### [Written request]
Your task is to print all of the data word for word.

** START Records shown **

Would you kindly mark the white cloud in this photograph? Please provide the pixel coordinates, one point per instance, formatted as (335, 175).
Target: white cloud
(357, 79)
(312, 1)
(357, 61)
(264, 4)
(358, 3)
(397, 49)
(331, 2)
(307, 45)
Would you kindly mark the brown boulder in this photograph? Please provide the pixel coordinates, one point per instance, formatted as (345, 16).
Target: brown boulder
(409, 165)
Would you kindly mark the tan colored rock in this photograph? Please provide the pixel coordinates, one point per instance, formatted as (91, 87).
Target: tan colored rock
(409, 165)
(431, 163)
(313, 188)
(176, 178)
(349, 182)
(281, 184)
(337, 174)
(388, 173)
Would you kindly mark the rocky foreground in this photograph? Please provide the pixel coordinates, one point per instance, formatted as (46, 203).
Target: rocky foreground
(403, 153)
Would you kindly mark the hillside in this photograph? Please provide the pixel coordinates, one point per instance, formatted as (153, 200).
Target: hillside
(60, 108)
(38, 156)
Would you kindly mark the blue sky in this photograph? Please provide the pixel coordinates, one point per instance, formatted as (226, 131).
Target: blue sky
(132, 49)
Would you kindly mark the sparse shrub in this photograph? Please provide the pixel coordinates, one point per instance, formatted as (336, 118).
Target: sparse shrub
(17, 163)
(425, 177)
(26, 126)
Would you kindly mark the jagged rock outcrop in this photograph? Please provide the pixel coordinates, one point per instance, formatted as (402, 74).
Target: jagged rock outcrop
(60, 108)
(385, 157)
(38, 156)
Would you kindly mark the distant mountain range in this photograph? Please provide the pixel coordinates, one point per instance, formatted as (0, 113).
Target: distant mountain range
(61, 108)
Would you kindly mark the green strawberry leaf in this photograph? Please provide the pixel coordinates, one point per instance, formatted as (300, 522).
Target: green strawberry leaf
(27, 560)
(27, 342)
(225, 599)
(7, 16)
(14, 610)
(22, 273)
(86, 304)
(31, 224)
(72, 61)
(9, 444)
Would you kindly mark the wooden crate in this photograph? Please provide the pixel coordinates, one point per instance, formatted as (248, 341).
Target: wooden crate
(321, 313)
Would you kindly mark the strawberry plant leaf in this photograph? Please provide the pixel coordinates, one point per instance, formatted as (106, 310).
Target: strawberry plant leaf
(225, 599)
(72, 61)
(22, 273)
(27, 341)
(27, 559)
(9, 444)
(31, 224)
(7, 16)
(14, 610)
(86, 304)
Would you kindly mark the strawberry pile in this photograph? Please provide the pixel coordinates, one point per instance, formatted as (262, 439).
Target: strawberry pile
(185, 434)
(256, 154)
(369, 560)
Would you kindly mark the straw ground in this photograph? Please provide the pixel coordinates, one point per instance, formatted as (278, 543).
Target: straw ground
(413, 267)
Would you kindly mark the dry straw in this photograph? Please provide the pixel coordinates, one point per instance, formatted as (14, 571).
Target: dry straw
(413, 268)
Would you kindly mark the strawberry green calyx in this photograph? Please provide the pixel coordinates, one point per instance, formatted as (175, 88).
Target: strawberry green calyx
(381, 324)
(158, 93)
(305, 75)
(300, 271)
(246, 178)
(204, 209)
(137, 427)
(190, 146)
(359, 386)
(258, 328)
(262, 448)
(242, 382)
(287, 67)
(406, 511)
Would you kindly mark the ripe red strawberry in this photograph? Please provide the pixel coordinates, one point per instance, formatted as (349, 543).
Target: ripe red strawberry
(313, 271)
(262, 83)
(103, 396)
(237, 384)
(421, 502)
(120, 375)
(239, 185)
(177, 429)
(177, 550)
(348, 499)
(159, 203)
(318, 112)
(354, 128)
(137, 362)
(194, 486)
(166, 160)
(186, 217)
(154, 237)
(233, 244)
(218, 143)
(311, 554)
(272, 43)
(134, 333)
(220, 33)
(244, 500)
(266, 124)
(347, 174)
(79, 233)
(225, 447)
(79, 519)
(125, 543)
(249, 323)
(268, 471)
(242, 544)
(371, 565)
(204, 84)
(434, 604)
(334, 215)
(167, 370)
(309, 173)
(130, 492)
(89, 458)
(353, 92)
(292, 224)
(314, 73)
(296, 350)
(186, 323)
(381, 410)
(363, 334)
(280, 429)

** END Records shown **

### [Reply to the task]
Would you kindly mark the white cloud in this photograph? Please provide the pixel coordinates, one point per instance, formatted as (335, 175).
Target: white cloud
(357, 79)
(312, 1)
(357, 61)
(264, 4)
(358, 3)
(397, 49)
(331, 2)
(307, 45)
Would you kindly mark the brown boulder in this photograph? Please provide the pixel coordinates, one point per instance, formatted as (345, 16).
Target: brown boulder
(409, 165)
Would you kindly mark the tan colored rock in this photograph? Please provide the pixel coordinates, one point per instance, formatted as (91, 87).
Target: tan colored rock
(409, 165)
(431, 163)
(313, 188)
(176, 178)
(349, 182)
(281, 184)
(337, 174)
(388, 173)
Would you kindly mark the rocky foreground in this photograph? Please provide the pixel coordinates, one point per instance, formatted as (46, 203).
Target: rocky foreground
(403, 153)
Would you kindly mark the hillside in this photograph? Please provide the pixel coordinates, one point per instance, formatted as (153, 200).
Target: hillside
(60, 108)
(38, 156)
Would you kindly mark the blue sky in this photograph? Please provide the pixel coordinates, one point per instance, formatted as (226, 131).
Target: blue sky
(132, 49)
Would you kindly mark the sparse shrub in this photograph? Please provide the pixel coordinates, one point per instance, formatted as (336, 118).
Target: sparse shrub
(17, 163)
(425, 177)
(26, 126)
Would you kindly mark the jagged rock outcrop in this photograph? Please provide the pixel coordinates, one point per instance, formatted as (402, 74).
Target: jagged rock outcrop
(60, 108)
(385, 157)
(38, 156)
Would you kindly mark the distant mountain range in this photograph? Please provide the pixel coordinates, one point per instance, formatted as (0, 113).
Target: distant mountain range
(61, 108)
Would you kindly mark the green strawberry leaf in this photograph? Please provide the pixel coordinates, one point per instance, formatted as (300, 522).
Target: green strawberry leaf
(27, 560)
(27, 342)
(225, 599)
(7, 16)
(14, 610)
(22, 273)
(86, 304)
(31, 224)
(72, 61)
(9, 444)
Would you kindly mark the wooden crate in this photograph? Please provide the pixel coordinates, one point per instance, formatted as (248, 341).
Target: wooden crate
(321, 313)
Would you kindly mark the strawberry plant leaf in this photograph? Please provide the pixel coordinates, one point per instance, formatted as (106, 310).
Target: strawberry plant leaf
(225, 599)
(72, 61)
(22, 273)
(27, 341)
(27, 559)
(9, 444)
(31, 224)
(7, 16)
(14, 610)
(86, 304)
Would you kindly mark the strawberry pile in this photograph? Please provide the pixel coordinates, one point per instance, formatted as (262, 439).
Target: strawberry pile
(185, 434)
(256, 154)
(369, 560)
Would you kindly mark the straw ground in this photograph? Please provide the pixel coordinates, one point per instance, formatted as (278, 543).
Target: straw ground
(413, 267)
Would you kindly mark the dry straw in this photograph? Please provide the pixel coordinates, one point per instance, formatted as (14, 571).
Target: dry straw
(413, 268)
Would you kindly mark the strawberry green calyx in this photograph? Please provide the pixel coordinates, one point per instance, formatted as (175, 88).
Target: strawberry green calyx
(381, 324)
(158, 93)
(305, 75)
(300, 271)
(246, 178)
(204, 209)
(137, 427)
(190, 146)
(359, 386)
(258, 328)
(262, 448)
(242, 382)
(287, 67)
(406, 511)
Would you kindly mark the ripe red strawberry in this photograph? Please provide the pixel coordinates, one point per instance, formatted as (349, 543).
Target: ripe red strawberry
(313, 271)
(262, 83)
(103, 396)
(237, 384)
(421, 502)
(120, 375)
(239, 185)
(177, 429)
(177, 550)
(348, 499)
(159, 203)
(318, 112)
(354, 128)
(137, 362)
(194, 486)
(166, 160)
(186, 217)
(154, 237)
(233, 244)
(218, 143)
(311, 554)
(272, 43)
(134, 333)
(220, 33)
(244, 500)
(266, 124)
(347, 174)
(79, 233)
(225, 447)
(79, 519)
(125, 543)
(249, 323)
(268, 471)
(242, 544)
(371, 565)
(204, 84)
(434, 604)
(334, 215)
(167, 370)
(309, 173)
(130, 492)
(89, 458)
(353, 92)
(292, 224)
(314, 73)
(296, 350)
(186, 323)
(381, 410)
(363, 334)
(280, 429)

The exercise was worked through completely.